Treść zadania
Przeskaluj wiersze od tego, który zawiera „edge it can find.”, do tego, który zawiera „[267,133,283,177]” (oba włącznie). Przepisz je wszystkie razem z poleceniami, a każdą współrzędną ramek w odpowiedziach pomnóż przez 2,55 i zaokrąglij do liczby całkowitej (połówki w górę), nie podając niczego spoza tego zakresu.

■ ■ ■ ■

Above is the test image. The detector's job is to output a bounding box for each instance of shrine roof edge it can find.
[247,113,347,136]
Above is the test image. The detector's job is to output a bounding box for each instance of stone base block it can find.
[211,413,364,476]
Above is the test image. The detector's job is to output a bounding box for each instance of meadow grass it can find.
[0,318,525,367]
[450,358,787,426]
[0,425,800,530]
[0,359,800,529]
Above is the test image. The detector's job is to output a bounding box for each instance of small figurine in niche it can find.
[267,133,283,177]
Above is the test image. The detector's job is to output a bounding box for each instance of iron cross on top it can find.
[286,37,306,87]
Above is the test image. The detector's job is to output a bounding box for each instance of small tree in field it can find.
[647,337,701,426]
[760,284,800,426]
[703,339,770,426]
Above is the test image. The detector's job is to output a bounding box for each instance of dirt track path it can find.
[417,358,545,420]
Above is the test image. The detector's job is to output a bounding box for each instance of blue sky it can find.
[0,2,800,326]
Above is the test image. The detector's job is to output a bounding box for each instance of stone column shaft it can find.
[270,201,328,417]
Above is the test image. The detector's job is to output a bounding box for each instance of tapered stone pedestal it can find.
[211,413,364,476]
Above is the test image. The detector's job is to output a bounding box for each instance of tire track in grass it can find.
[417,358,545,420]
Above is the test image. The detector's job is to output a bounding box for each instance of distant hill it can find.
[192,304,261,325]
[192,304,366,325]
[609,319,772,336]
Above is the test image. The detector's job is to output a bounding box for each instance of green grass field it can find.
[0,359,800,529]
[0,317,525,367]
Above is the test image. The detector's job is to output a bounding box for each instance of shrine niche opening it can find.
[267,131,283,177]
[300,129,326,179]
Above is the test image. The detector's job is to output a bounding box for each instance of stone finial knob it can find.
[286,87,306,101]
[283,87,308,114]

■ ■ ■ ■

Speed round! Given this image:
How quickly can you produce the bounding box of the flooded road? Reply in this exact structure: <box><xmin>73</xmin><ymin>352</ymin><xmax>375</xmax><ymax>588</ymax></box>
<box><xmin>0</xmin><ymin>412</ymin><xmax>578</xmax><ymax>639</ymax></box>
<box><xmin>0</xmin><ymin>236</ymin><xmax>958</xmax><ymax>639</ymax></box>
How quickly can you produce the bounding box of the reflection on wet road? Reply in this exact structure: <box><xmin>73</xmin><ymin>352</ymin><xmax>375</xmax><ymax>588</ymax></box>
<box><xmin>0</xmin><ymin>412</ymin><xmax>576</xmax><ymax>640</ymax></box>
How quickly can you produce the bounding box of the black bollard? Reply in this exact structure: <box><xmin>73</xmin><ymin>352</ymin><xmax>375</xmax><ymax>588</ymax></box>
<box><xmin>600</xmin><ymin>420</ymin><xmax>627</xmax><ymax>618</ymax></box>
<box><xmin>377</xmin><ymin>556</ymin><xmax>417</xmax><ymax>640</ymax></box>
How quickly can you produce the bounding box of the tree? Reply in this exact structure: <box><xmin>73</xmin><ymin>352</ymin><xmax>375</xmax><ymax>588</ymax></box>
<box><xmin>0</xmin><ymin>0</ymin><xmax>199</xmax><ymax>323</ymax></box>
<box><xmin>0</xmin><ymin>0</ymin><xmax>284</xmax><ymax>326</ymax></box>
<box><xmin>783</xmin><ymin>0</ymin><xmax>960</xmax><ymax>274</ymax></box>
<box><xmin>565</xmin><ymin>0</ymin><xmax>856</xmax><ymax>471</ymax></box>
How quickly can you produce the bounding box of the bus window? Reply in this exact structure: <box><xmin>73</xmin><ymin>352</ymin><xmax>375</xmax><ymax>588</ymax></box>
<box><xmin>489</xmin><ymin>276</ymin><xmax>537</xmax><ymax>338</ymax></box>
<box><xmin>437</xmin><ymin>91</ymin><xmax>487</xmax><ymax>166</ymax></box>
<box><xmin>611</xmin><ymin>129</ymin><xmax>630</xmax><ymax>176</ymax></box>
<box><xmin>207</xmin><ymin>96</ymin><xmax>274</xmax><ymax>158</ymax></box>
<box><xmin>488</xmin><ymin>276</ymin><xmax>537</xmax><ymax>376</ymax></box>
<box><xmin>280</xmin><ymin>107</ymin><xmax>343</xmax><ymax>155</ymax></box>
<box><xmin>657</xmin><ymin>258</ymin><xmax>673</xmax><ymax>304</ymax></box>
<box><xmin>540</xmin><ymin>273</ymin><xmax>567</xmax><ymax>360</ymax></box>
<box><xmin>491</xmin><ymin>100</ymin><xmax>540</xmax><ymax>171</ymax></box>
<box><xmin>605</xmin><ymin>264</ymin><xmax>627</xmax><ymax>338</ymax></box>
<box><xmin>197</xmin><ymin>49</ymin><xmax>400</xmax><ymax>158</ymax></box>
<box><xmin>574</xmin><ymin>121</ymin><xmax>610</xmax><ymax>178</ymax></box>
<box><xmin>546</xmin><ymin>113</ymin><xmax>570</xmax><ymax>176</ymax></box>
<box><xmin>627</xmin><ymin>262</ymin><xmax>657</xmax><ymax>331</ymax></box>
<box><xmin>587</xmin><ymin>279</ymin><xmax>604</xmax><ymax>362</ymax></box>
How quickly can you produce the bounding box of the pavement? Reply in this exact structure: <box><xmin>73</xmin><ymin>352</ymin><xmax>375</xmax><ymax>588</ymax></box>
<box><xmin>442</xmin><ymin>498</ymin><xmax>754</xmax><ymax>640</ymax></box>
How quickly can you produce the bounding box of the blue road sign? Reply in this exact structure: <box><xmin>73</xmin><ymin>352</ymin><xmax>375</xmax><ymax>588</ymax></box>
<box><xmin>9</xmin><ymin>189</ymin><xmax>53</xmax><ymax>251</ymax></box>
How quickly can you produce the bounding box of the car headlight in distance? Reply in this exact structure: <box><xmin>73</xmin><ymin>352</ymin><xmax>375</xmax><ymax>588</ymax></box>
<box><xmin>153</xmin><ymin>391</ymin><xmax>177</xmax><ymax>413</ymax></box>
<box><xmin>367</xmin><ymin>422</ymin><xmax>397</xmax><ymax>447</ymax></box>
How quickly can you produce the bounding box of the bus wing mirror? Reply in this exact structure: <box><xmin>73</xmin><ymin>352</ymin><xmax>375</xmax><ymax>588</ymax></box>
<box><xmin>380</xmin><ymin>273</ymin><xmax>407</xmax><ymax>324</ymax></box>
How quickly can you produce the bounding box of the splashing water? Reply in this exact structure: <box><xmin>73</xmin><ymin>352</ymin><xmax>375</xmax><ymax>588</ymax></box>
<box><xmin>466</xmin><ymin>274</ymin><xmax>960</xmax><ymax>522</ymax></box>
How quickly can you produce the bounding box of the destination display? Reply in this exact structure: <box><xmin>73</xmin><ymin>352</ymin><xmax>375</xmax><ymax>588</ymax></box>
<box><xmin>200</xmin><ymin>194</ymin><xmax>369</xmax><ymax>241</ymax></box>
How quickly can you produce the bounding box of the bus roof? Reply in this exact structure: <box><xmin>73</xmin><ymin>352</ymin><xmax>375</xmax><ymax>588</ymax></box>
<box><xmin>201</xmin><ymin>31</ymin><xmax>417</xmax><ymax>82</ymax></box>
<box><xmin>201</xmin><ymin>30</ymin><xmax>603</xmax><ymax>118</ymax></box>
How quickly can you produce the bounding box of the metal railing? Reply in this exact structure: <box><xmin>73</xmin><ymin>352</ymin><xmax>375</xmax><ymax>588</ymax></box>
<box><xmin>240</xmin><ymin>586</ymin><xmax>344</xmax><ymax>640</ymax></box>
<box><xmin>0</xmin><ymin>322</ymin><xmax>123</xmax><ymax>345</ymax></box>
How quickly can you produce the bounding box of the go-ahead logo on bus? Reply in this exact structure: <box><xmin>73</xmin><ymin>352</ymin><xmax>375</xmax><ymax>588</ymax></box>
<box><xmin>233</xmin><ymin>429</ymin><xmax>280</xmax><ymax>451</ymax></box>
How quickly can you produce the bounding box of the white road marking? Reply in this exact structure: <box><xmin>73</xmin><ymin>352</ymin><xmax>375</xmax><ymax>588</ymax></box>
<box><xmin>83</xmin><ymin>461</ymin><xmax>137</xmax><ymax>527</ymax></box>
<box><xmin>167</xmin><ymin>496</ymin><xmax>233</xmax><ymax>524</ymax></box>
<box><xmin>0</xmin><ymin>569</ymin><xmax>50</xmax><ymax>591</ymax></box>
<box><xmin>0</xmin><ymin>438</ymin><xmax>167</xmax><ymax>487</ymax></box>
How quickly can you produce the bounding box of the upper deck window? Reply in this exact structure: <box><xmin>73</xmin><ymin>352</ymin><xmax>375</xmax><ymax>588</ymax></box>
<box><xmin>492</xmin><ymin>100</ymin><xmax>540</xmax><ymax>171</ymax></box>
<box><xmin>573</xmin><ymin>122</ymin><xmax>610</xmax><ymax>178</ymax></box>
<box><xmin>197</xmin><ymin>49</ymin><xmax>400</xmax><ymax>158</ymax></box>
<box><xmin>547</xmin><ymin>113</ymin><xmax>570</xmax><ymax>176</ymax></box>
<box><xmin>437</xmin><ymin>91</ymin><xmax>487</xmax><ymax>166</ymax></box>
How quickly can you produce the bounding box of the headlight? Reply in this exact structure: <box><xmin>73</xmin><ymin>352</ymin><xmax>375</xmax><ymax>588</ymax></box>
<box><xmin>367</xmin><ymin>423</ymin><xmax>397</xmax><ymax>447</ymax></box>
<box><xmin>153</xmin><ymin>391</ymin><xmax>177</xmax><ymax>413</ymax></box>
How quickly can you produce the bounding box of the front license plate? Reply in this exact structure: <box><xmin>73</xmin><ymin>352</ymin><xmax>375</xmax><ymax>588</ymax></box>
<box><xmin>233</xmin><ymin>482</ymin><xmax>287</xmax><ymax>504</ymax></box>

■ ■ ■ ■

Wykonane zadanie
Above is the test image. The detector's job is to output a bounding box for each instance of shrine roof edge it can find.
[630,288,885,347]
Above is the test image. The detector's job is to output a bounding box for each instance of stone base block it can find.
[538,1053,928,1214]
Above is the test image. The detector's job is to output a bounding box for each instance of meadow grass it can find.
[0,811,1339,936]
[1148,913,2007,1086]
[0,1084,2040,1352]
[0,915,2040,1349]
Above is the test image. The detector's job is to output a bounding box for each instance of small figurine in niche it can find.
[681,339,722,451]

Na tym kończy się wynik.